Indonesia memiliki potensi besar dalam pengembangan marikultur. Namun, pengembangan marikultur masih belum tergarap. Dari potensi 24 juta hektar perairan, baru 1,23 persen di antaranya yang sudah tergarap.
Oleh
BM Lukita Grahadyarini
·3 menit baca
JAKARTA, KOMPAS — Potensi perairan Indonesia untuk marikultur atau budidaya organisme laut dalam air laut mencapai 24 juta hektar. Namun, baru 1,23 persen di antaranya yang sudah dimanfaatkan pada 2018. Peluang pengembangannya dinilai sangat besar.
Terkait hal itu, pemerintah berencana mengembangkan beberapa komoditas marikultur prioritas selama kurun 2020-2024, yakni kakap putih, rumput laut, kerapu, bawal bintang, dan lobster.
Menurut Koordinator Penasihat Menteri Kelautan dan Perikanan Rokhmin Dahuri, tak hanya sumber protein, marikultur juga menghasilkan bahan baku farmasi, perhiasan, bioenergi, bahan kertas, serta industri pangan lain. ”Kita punya ruang yang besar untuk ekspansi (marikultur),” katanya dalam Webinar Maritim Internasional Seri 5, Rabu (26/8/2020).

→ TUGAS YANG DIBERIKAN: Tulis lanjutan teks tentang potensi marikultur Indonesia, dimulai tepat setelah kalimat terakhirnya.

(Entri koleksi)
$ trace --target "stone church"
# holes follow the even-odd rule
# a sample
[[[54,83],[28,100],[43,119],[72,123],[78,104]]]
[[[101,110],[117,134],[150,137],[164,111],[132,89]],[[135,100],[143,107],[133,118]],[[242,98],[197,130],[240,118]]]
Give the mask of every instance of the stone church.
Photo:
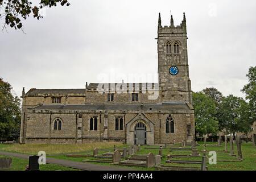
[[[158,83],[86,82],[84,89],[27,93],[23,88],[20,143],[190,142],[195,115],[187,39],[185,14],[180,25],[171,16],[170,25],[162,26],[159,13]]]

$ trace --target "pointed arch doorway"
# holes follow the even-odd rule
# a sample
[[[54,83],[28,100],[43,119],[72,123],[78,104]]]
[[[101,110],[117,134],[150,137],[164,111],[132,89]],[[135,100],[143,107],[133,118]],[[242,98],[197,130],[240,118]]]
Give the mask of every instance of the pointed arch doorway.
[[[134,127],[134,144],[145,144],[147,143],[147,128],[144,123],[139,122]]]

---

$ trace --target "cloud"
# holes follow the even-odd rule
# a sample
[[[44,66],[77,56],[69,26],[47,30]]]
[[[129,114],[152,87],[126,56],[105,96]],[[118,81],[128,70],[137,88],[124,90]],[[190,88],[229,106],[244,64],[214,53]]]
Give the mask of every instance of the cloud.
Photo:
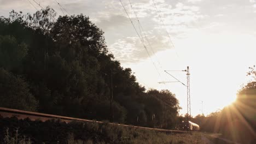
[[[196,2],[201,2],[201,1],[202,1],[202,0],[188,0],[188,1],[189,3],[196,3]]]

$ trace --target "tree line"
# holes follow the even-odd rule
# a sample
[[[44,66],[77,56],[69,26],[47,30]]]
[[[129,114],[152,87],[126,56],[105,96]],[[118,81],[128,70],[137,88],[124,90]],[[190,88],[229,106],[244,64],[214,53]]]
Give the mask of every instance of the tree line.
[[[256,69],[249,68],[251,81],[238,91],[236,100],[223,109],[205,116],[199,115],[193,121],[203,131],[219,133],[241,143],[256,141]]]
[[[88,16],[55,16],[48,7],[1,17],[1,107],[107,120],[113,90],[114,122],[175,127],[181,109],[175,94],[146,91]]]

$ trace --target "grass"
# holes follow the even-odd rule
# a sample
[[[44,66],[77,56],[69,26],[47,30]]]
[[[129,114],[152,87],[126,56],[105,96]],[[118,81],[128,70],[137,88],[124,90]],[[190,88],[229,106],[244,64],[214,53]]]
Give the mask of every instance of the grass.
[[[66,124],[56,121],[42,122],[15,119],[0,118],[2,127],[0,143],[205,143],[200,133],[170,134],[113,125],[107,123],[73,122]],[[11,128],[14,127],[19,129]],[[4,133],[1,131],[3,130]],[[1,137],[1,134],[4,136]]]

→ HASIL DI BAWAH:
Hingga saat ini, komoditas yang mendominasi usaha marikultur adalah rumput laut. Masih terbuka potensi besar untuk pengembangan komoditas lainnya, seperti budidaya lobster. Pasar lobster terbuka untuk China, Hong Kong, Singapura, Korea Selatan, Jepang, Uni Eropa, dan Timur Tengah.
Menurut Rokhmin, potensi area budidaya lobster di Indonesia mencapai 12,3 juta hektar. Pada 2019, baru 2,25 persen di antaranya yang termanfaatkan. Potensi penangkapan lestari (MSY) benih lobster mencapai 12,5 miliar benih per tahun. Apabila 50 persen dari potensi lestari tangkapan benih lobster itu dibudidayakan, nilai produksi yang dihasilkan dari proses budidaya ditaksir mencapai 30 miliar dollar AS per tahun dan menyerap 9,2 juta tenaga kerja.
Peneliti The Earth Institute Columbia University, Joaquim I Goes, mengemukakan, wilayah geografis Indonesia dengan garis pantai terpanjang kedua di dunia dan perairan yang produktif sangat cocok untuk pengembangan usaha marikultur. Akan tetapi, pengembangan marikultur di Indonesia masih dalam tahap sangat awal.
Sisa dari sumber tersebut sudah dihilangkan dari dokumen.